= EXTRACTED TEXT =
———

April 29, 2009

Lawfare Fails Again
— Gabriel Malor

The folly of pretending the War on Terror is a law enforcement problem was illustrated again yesterday, first in the UK and then here in California.

First, The three 7/7 conspirators, on retrial for aiding in the bombing attacks on London's metro and bus system, were acquitted of the terrorism charges. Their first jury last year couldn't come to a verdict. Neither jury was allowed to see much of the evidence that connected the men to the 7/7 bombers because wiretaps conducted by intelligence agencies are not admissible in UK courts.

I've said it before: evidence collection and intelligence gathering are not the same thing. They have different purposes and different legal consequences.

Second, the Ninth Circuit ruled that the state secrets privilege, which had been asserted by both Presidents Bush and Obama, could not shield a Boeing subsidiary from litigation. The subsidiary, Jeppesen Dataplan Inc., was sued by five men who allege that they were kidnapped and tortured as part of the extraordinary rendition program. The U.S. government intervened in the suit and asked that it be dismissed since details of Jeppesen's participation--mainly filing flight plans--would compromise national security.

The Ninth Circuit refused to allow the dismissal, holding that state secrets privilege must be asserted on an "item-by-item basis" to discovery requests by the parties.

This is, as usual for the Ninth, a seriously retarded ruling. Consider: so the case is back in district court and the five guys make discovery requests. The U.S. government now has to intervene each time it finds a request objectionable. Then, it will have to file an interlocutory appeal each and every time the district court rules against it (assuming it really wants to assert the privilege). The government cannot wait for the end of the trial to appeal adverse state secrets decisions. By then the secret won't be.

So the Ninth has created a situation where this litigation can conceivably bounce back and forth to the appellate courts indefinitely as the parties seek discovery and the U.S. government continues to assert state secrets privilege. This assumes that Obama stays the course on state secrets (maybe not a great assumption).

In the Ninth Circuit's defense, this area of law isn't very well developed. On the other hand, that should have given them plenty of room to fashion a workable solution. Instead, they ignored the practical result of their decision. A copy of the opinion is available here (PDF).

Posted by: Gabriel Malor at 03:35 AM | Comments (27)

———

= REQUIRED ACTIONS =
(1) In the post on the 7/7 retrial and the Jeppesen ruling, why couldn't either jury see much of the evidence connecting the men to the 7/7 bombers?
(2) Pick up the post on the 7/7 retrial and the Jeppesen ruling from where it stops.

= EXTRACTED INFORMATION =
———

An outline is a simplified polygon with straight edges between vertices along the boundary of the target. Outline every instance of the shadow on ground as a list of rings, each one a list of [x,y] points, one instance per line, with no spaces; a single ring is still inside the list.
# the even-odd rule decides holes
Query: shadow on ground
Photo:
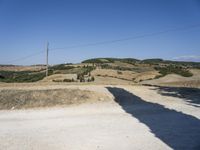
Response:
[[[200,149],[199,119],[156,103],[146,102],[122,88],[107,89],[127,113],[147,125],[151,132],[169,147],[176,150]]]
[[[198,88],[156,86],[154,90],[163,96],[181,98],[192,106],[200,107],[200,89]]]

———

= TASK ANSWERS =
(1) Wiretaps conducted by intelligence agencies are not admissible in UK courts.

(2)
Post contains 411 words, total size 3 kb.

1 [Gabe, there's a double negative that needs fixing, "Neither jury wasn't allowed to see..." Feel free to delete this after reading.]

Posted by: andycanuck at April 29, 2009 03:38 AM (MGu62)

2 Fixed!

Posted by: Gabriel Malor at April 29, 2009 03:40 AM (rWvvO)

3 One of my biggest fears is our constant 'taking the moral higher ground' is going to get us killed.

Just shoot these fuckers and get it over with.

Posted by: Boobies Make Me Smile at April 29, 2009 03:40 AM (weVyN)

4 Where's amish dude? I'm sure he's know what to say.

Come on, let's spin this another way.  The law looks like a growth industry to me. 


Posted by: sears poncho at April 29, 2009 03:44 AM (uj/0b)


I'm sure everyone has heard of "shoot, scoop and shut up" which is the de-facto response to overreaching endangered species laws.  If one of these Gitmo detainees were released into my neighborhood, I'd hope he were the victim of a drive by... 

Posted by: MarkD at April 29, 2009 03:54 AM (MMy4A)


It's from a blog opining on th Air Force Dumb Manhattan scandal, from moneyrunner blog, but this applies to using the cops and courts to fight terror, just as practiced by the Clinton administrations:

The people who populate the Obama administration really don’t believe in 9/11. They may have read about it, They may know intellectually that it happened. But they view it the same way we may view a lightning strike that hits an isolated golfer: a billion-in-one shot that “just happened.” That’s why the Obama team is renaming the attacks of 9/11 as “man-caused disasters” putting it on the same moral plane as an auto wreck. That’s why the Obama team is not really concerned about revealing what we do to interrogate prisoners with vital information. They don’t believe we haven anything to worry about. Unlike the people who evacuated their buildings during the fly-bys and who ran for their lives, believing that they were under another attack. For Team Obama, it’s always 9/10.

Posted by: andycanuck at April 29, 2009 03:56 AM (MGu62)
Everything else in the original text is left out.